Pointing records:
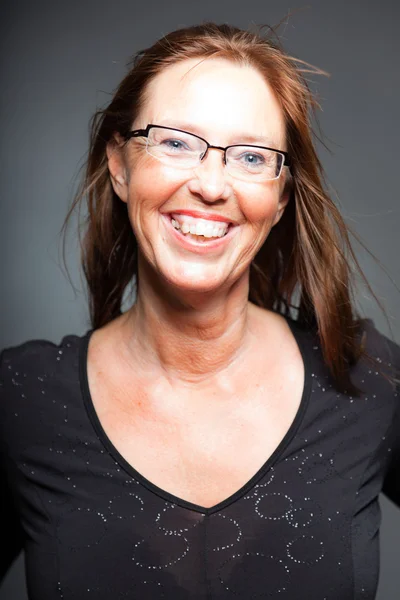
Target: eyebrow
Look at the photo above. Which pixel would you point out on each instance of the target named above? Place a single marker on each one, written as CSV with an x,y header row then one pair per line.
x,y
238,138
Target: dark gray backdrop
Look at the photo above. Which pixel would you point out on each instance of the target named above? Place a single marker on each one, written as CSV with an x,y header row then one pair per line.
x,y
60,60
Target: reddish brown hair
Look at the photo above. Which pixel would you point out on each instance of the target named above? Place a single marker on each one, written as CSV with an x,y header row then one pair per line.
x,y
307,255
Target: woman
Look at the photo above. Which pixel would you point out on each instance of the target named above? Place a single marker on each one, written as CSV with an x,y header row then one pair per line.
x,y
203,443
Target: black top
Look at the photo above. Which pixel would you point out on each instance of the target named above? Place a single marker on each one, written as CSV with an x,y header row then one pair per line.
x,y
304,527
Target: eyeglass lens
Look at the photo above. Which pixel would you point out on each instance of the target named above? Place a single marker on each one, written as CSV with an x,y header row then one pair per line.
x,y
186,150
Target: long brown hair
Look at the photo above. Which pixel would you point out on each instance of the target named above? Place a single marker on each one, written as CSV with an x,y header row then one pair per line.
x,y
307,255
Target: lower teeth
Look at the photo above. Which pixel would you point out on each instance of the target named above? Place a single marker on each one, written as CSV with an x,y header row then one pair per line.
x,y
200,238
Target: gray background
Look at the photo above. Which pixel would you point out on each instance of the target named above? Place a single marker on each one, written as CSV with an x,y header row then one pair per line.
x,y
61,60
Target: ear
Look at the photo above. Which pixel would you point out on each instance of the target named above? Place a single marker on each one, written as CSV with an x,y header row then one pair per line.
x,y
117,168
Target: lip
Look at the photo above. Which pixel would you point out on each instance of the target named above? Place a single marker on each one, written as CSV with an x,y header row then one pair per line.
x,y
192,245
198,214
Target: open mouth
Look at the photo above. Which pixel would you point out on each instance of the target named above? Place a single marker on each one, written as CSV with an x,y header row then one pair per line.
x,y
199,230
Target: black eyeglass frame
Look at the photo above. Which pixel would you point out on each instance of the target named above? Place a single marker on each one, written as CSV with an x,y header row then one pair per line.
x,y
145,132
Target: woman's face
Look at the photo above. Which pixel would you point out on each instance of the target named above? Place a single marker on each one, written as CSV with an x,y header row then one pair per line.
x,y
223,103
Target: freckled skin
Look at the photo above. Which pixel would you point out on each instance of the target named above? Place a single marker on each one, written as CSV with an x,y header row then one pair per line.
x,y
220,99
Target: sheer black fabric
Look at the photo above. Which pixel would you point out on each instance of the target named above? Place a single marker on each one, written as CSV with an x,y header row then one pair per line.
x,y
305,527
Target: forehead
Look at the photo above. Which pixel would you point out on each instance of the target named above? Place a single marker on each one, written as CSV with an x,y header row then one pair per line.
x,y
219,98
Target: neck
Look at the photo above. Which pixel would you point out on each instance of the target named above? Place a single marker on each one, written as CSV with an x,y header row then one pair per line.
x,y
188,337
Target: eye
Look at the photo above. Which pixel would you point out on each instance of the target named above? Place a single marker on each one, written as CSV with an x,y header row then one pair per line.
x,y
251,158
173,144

==

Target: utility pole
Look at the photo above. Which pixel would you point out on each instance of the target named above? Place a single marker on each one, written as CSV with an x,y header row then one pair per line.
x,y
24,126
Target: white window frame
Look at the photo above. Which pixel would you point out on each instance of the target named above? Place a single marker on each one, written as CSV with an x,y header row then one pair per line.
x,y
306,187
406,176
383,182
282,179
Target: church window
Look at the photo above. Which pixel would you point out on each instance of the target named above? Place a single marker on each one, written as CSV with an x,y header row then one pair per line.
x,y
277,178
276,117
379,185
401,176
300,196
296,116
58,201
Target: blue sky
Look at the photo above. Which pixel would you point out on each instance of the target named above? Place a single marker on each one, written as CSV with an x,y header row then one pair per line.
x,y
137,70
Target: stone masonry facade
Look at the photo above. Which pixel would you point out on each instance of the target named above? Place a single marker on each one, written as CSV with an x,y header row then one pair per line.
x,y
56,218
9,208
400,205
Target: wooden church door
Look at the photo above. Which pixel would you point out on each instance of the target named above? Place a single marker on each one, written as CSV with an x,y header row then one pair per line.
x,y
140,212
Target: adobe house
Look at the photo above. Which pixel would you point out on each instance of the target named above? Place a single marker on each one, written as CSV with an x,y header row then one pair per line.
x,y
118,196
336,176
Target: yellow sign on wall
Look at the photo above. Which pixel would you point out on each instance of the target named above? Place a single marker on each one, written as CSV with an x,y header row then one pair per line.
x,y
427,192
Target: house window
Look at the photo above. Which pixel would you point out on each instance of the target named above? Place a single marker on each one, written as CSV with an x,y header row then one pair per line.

• [REQUIREMENTS]
Pull out each row above that contains the string "frame", matching case exactly.

• [ANSWER TO THIS TASK]
Target: black eyeglass frame
Target: white window frame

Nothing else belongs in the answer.